Your task is to print all of the material verbatim.

#### SUPPLIED DATA:
━━━━━━━━
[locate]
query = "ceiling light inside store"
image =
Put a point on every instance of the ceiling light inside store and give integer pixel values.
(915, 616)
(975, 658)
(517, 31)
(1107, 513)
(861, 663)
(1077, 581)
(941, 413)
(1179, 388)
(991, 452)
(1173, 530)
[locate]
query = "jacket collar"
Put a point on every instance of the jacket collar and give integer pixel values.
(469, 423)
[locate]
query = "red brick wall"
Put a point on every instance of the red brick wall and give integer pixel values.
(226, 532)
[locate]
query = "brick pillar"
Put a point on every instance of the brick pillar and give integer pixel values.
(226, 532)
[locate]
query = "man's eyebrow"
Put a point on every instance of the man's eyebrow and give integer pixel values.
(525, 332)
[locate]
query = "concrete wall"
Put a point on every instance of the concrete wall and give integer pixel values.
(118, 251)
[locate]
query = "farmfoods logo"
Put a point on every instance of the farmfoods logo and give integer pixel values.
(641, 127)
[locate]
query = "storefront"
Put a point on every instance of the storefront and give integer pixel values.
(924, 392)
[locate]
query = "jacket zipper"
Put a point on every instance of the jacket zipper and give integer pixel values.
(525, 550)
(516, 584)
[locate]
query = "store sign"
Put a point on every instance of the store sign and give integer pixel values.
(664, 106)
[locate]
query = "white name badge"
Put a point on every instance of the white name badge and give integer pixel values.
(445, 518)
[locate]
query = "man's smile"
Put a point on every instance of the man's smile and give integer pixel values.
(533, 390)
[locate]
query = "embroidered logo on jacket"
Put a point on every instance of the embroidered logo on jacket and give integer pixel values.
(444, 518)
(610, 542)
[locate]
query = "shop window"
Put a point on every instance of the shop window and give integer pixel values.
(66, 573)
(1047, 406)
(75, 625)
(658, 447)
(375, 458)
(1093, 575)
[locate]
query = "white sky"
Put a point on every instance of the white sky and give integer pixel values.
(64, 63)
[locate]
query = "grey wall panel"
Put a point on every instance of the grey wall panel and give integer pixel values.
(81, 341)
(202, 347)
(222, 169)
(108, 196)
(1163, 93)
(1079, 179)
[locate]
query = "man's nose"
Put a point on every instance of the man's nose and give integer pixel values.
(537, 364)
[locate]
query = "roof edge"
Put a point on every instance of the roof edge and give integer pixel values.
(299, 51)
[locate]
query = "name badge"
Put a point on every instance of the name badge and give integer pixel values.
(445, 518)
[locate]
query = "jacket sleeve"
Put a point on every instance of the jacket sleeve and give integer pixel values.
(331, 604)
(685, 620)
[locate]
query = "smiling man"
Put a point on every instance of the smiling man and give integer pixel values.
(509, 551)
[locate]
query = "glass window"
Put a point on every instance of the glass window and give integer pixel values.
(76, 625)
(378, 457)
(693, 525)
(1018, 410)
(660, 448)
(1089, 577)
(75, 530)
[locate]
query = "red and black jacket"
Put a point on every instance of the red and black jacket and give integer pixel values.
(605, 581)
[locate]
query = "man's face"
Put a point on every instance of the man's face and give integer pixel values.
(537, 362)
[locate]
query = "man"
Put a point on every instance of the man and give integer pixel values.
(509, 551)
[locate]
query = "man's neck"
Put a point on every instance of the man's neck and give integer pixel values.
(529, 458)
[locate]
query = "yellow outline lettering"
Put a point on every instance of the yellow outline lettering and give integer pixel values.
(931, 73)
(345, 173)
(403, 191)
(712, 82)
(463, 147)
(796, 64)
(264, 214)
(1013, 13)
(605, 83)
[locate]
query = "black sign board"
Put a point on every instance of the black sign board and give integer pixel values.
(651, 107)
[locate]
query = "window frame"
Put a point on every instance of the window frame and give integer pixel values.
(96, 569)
━━━━━━━━
#### RESPONSE BELOW:
[locate]
query = "ceiling light inside store"
image =
Put a point on every instance of the ceiling light inside store and give integer pixel values.
(915, 616)
(975, 658)
(517, 31)
(1107, 513)
(861, 663)
(1077, 581)
(941, 413)
(1179, 388)
(991, 452)
(1173, 530)
[locate]
query = "jacket collar"
Put a point on every instance of the jacket collar and give integer pixel values.
(469, 423)
[locate]
query = "red brick wall"
Put a point on every instance of the red brick wall and give integer pixel values.
(226, 532)
[locate]
query = "brick pillar"
Put a point on every instance of the brick pillar and give integer pixel values.
(226, 532)
[locate]
query = "man's eyebrow"
Put a point on every instance of the man's eyebrow and give integer pixel values.
(525, 332)
[locate]
query = "concrete wall"
Put a point on every instance of the concrete wall and give integer pixel values.
(118, 251)
[locate]
query = "farmfoods logo"
Put a point on every instance of the farmfoods logo and give integer pixel values.
(641, 127)
[locate]
query = "storefront"
Put a point on every instance of the storefront and give integer pixel values.
(924, 392)
[locate]
query = "jacket zipper"
Put a point on every instance of the jacket zipper and give integer pixel values.
(525, 550)
(516, 584)
[locate]
query = "store sign"
Put a point on every instance of the store sign and give integer pixel values.
(664, 106)
[locate]
query = "white name badge"
Put a point on every instance of the white name badge and give integer pixel values.
(445, 518)
[locate]
query = "man's smile"
Put a point on every instance of the man's smile and give integer pixel values.
(533, 390)
[locate]
query = "embroidered logo on jacket"
Put a point on every instance of the embroidered logo on jacket and give integer pixel values.
(444, 518)
(610, 542)
[locate]
query = "shop window"
Put a point on every instance of the shop window and give integer pixel values.
(66, 573)
(1047, 406)
(75, 625)
(658, 447)
(375, 458)
(1093, 575)
[locate]
query = "white sky"
Put a point on every instance of the white sky and give integer pixel values.
(64, 63)
[locate]
query = "grey wall panel"
Put a point on every instance of the grey wall panel and give integer pixel values.
(81, 341)
(202, 347)
(222, 169)
(108, 196)
(1163, 93)
(1079, 179)
[locate]
query = "man's nose"
Put a point on every instance of the man's nose and give integer pixel values.
(537, 364)
[locate]
query = "roof edge"
Put a point on every instance of the roof edge and give integer pixel values.
(299, 51)
[locate]
query = "name badge"
Put a point on every instance of the name badge and give integer pixel values.
(445, 518)
[locate]
query = "jacket sleeve"
Put a point on every instance of the jacket sleeve and give integer pixel values.
(331, 604)
(685, 620)
[locate]
query = "smiling man"
Put a point on every instance of the smiling man and give integer pixel values.
(509, 551)
[locate]
query = "glass window"
Put a point on every instance of the glass window and give integer pixel values.
(76, 625)
(378, 457)
(693, 525)
(1018, 410)
(660, 448)
(1089, 577)
(75, 530)
[locate]
query = "red and black jacket"
Put a point on every instance of the red and black jacket and give integer pixel values.
(605, 581)
[locate]
query = "man's face"
Put a point on every instance of the man's face and give integer pixel values.
(537, 362)
[locate]
query = "man"
Put a point on every instance of the man and give integer pixel values.
(509, 551)
[locate]
query = "man's neck"
Put a point on every instance of the man's neck and give integer pixel values.
(529, 458)
[locate]
query = "yellow outline lettering"
Put a point on every instance of the yellow outline lettering and give integer pixel values.
(931, 73)
(345, 173)
(403, 191)
(712, 82)
(463, 147)
(796, 64)
(264, 214)
(1013, 13)
(605, 83)
[locate]
query = "black sign board"
Put a point on every instance of the black sign board and give integer pixel values.
(651, 107)
[locate]
query = "window frame"
Put a point on every instance of the window frame and give integer pixel values.
(96, 569)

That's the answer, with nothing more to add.